The Domain Model Generator application cannot consume models in the .EAP type file that Enterprise Architect uses, so we must export the models in an xmi format. Right-click on the "Logical View" entry in the Project Browser pane of the EA window, and select "Export Model to xmi".
Note: It is important to use the "Logical View" node to export, rather than the top level package; incompatibilities will cause errors while creating grid service.
EA will pop up a dialog box to configure the export. The options can be left as the defaults.
Simply choose the location of the exported xmi file. See the following screen shots.
- Click on Logical View
- Right Click to export to .xmi file
- Provide a directory and file name where you wish to store the .xmi file and Click on "Export".
- Export complete - displayed in the picture below.
You can use the model file in .xmi format as exported above, to generate the domain model file (XML format). Using command line interface, go to the mdrDomainModelGenerator project in openMDR checkout root directory (referred from now on as OPENMDR_HOME).
If you wish to configure your mdrDomainModelGenerator run against your local mdrQueryService installation, run the following task. You will need to provide the Query service URL and port as inputs.
To generate the domain model file (xml format), you need to run the default task "ant run". The system will prompt you for the following:
1. Information Model (.xmi) file to be Parsed (File Name with location)
2. Domain model File Name to be generated (File Name(.XML) with location)
3. Project Name
4. Project Version
The system will then resolve the CDE's using mdrQuery Service and generate the domain model file.
See example below:
Please follow caCORE SDK Developer's 4.1.1 Guide to create a system using SDK by supplying your UML model as input.
- You will need to put your UML Model xmi file in the models directory within caCORE SDK root directory.
- You will need to edit the deploy.properties in the "conf" directory as per your environment. You need to change the values for PROJECT_NAME, MODEL_FILE, INCLUDE_PACKAGE, SERVER_URL.
- You will have to run the task "ant build-system". This will create all the artifacts in the project name directory within the "output" directory.
The above caCORE SDK directory path will be required by introduce as specified below in "Step 5 Selecting the caCORE SDK Directory".
- Select Create caGrid Service Skeleton from the toolbar at the top of the Introduce portal, or select Tools -> Create caBIG Service from the menu. The Create caBIG Grid Service screen will appear.
- Choose a directory in which to place the generated service. This tutorial uses "/Users/dhav01/work/data/services/MDRDataSvc".
- Type in the Service Name. This tutorial will use "MDRTestDataSvc".
- Choose a Package Name. This tutorial will use "org.cagrid.openmdr".
- Choose a Namespace. This tutorial will use "http://openmdr.cagrid.org/MDRTest".
NOTE: The service creation dialog will attempt to guess this for you from your package and service names.
- Select the Data Service radio button from the Customize Service section.
- Click the Create button located at the bottom of the creation screen.
The caGrid data services extension provides a pluggable framework for creating highly custom data services known as data service styles. Styles may be provided by a third party, or installed with caGrid. Styles are provided to create data services backed by various versions of the caCORE SDK.
The caCORE SDK 4.1 style provides a wizard-like interface with multiple steps which prompts the service developer for information required to create and configure the data service to use a caCORE SDK system.
- When the Data Service Configuration window appears, select "caCORE SDK v 4.1" from the drop down menu.
- Leave the check boxes for WS-Enumeration and Bulk Data Transport unchecked.

▶ Given instruction a
Reproduce each of the entries that follow word for word, but leave the pictures out.

▶ Exercise input
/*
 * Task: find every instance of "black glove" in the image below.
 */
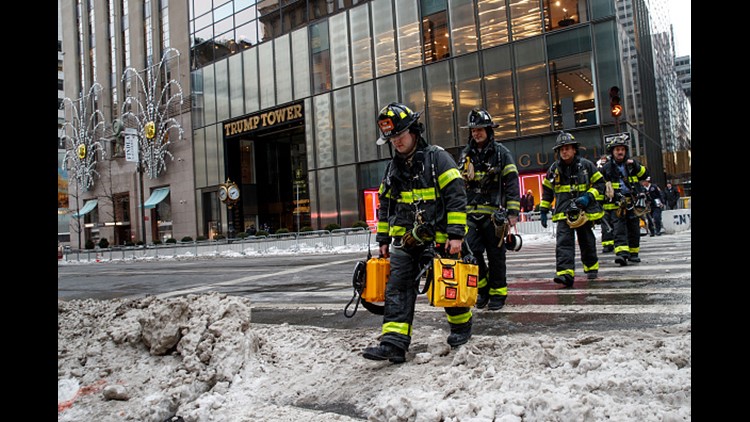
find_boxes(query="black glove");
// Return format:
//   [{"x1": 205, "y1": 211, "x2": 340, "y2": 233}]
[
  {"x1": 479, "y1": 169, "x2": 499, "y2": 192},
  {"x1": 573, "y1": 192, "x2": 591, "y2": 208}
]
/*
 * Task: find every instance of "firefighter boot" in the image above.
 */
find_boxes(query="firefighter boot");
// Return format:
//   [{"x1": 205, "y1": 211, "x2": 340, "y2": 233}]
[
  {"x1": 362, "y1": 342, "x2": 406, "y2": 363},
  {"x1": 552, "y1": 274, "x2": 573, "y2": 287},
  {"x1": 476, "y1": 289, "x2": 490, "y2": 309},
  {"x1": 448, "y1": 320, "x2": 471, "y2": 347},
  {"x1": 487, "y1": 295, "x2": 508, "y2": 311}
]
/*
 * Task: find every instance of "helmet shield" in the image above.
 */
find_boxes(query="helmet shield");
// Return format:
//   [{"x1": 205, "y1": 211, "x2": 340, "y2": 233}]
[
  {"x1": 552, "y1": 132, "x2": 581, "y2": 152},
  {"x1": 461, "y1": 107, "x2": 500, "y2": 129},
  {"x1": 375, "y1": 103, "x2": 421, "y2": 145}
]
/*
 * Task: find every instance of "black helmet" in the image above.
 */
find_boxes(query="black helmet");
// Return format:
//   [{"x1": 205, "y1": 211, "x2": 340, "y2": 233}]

▶ Given instruction b
According to the setup guide, which values must be changed in the deploy.properties file?

▶ Exercise answer a
/*
 * Task: find every instance of "black glove" in the image below.
 */
find_boxes(query="black glove");
// Return format:
//   [{"x1": 205, "y1": 211, "x2": 340, "y2": 233}]
[
  {"x1": 479, "y1": 169, "x2": 499, "y2": 192},
  {"x1": 573, "y1": 192, "x2": 591, "y2": 208}
]
/*
 * Task: find every instance of "firefighter boot" in the image above.
 */
find_boxes(query="firefighter boot");
// Return format:
//   [{"x1": 205, "y1": 211, "x2": 340, "y2": 233}]
[
  {"x1": 362, "y1": 342, "x2": 406, "y2": 363},
  {"x1": 552, "y1": 274, "x2": 573, "y2": 287},
  {"x1": 476, "y1": 289, "x2": 490, "y2": 309},
  {"x1": 448, "y1": 320, "x2": 471, "y2": 347},
  {"x1": 487, "y1": 295, "x2": 508, "y2": 311}
]
/*
 * Task: find every instance of "helmet shield" in the image above.
 */
find_boxes(query="helmet shield");
// Return format:
//   [{"x1": 205, "y1": 211, "x2": 340, "y2": 233}]
[
  {"x1": 552, "y1": 132, "x2": 581, "y2": 152},
  {"x1": 461, "y1": 107, "x2": 500, "y2": 129},
  {"x1": 375, "y1": 103, "x2": 421, "y2": 145}
]
/*
 * Task: find every instance of "black helmet" in the image above.
 */
find_boxes(query="black helmet");
// Return format:
//   [{"x1": 205, "y1": 211, "x2": 340, "y2": 233}]

▶ Exercise answer b
PROJECT_NAME, MODEL_FILE, INCLUDE_PACKAGE, and SERVER_URL.